[Provided passage]
From: "Ted White" <twhite8 at cox.net>
To: "WSFA members" <WSFAlist at WSFA.org>
Subject: [WSFA] Re: Bring a lunch for this elevator ride...
Date: Tue, 3 May 2005 18:42:20 -0400
Reply-To: WSFA members <WSFAlist at WSFA.org>

----- Original Message -----
From: "Mike B." <omni at omniphile.com>
To: "WSFA members" <WSFAlist at WSFA.org>
Sent: Tuesday, May 03, 2005 3:29 PM
Subject: [WSFA] Re: Bring a lunch for this elevator ride...

> At 02:57 PM 5/3/05 -0400, Steve Smith wrote:
>
[...]
>
> >Biggest problem I see (outside, of course, of financing and building the
> >thing) is space debris.  What happens when a chunk of explosive bolt
> >left over from the Gemini Program hits your cable?  Yeah, the per- orbit
> >probability is pretty small, but you're going to be doing *a lot* of
orbits.
>
> That's easy!  You just station a bunch of 8-year olds with slingshots
along
> the length of the cable and let them shoot the debris before it can hit!
;-)
>
> Protecting spacecraft is tough enough, and they don't have thousands of
> miles of area to protect.  Maybe there's an opportunity for a "space junk
> collector"?  A counter-orbiting set of big foam sponges should do it over
> time for the little stuff (like paint chips), and the big stuff (like
bolts
> and gloves and old satellites) you can track with radar and maybe go
> retrieve once you have cheaper access to orbit.  I think they are
tracking
> a few tens of thousands of objects already like that so there's plenty of
> work to do for any "collection" company that wants to start
> up...tether/beanstalk or not.

My mid-'60s juvenile, SECRET OF THE MARAUDER SATELLITE, dealt with the
issue of space debris -- not all of which is very small.
[/Provided passage]
[Records]
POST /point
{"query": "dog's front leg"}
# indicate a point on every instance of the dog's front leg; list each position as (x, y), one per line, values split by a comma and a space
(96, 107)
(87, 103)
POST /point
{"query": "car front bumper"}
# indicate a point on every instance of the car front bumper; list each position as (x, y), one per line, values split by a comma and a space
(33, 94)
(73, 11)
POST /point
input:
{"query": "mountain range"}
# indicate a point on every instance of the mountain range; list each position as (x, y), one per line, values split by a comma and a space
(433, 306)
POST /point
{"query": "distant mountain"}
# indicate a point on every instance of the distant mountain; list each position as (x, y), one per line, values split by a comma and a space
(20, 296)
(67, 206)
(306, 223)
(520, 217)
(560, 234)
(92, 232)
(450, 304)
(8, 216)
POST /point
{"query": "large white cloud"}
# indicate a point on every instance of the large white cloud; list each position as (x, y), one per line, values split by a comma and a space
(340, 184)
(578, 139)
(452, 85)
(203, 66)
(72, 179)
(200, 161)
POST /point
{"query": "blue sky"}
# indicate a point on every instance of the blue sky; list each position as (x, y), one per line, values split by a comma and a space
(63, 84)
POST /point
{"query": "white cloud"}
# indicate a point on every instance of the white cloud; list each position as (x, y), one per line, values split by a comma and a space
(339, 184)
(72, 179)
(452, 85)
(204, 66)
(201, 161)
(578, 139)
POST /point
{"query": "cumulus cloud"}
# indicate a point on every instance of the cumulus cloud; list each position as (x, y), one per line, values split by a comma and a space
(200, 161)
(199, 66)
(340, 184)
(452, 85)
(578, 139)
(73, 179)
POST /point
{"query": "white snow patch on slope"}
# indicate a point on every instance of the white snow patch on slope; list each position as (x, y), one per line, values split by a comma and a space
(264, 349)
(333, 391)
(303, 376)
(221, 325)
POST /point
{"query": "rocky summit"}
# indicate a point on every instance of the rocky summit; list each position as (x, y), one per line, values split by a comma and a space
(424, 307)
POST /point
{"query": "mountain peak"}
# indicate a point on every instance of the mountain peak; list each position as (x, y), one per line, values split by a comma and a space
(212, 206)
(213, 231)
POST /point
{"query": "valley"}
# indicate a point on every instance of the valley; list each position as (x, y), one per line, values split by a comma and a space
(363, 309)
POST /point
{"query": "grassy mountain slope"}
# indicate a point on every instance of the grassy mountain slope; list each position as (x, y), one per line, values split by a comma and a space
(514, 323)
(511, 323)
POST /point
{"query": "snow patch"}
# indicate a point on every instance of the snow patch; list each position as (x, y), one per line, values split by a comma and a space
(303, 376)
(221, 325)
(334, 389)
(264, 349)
[/Records]
In the email thread on space debris, recast the paragraph beginning "Protecting spacecraft is tough enough" as a short bulleted list that keeps its main facts.

→ **Answer to the problem**
- Protecting spacecraft is already difficult, and spacecraft don't have thousands of miles of area to protect.
- A "space junk collector" could be a business opportunity.
- Counter-orbiting big foam sponges could, over time, clear away small debris such as paint chips.
- Large debris such as bolts, gloves and old satellites could be tracked by radar and perhaps retrieved once access to orbit is cheaper.
- The writer thinks a few tens of thousands of such objects are already being tracked, so any collection company would have plenty of work, with or without a tether/beanstalk.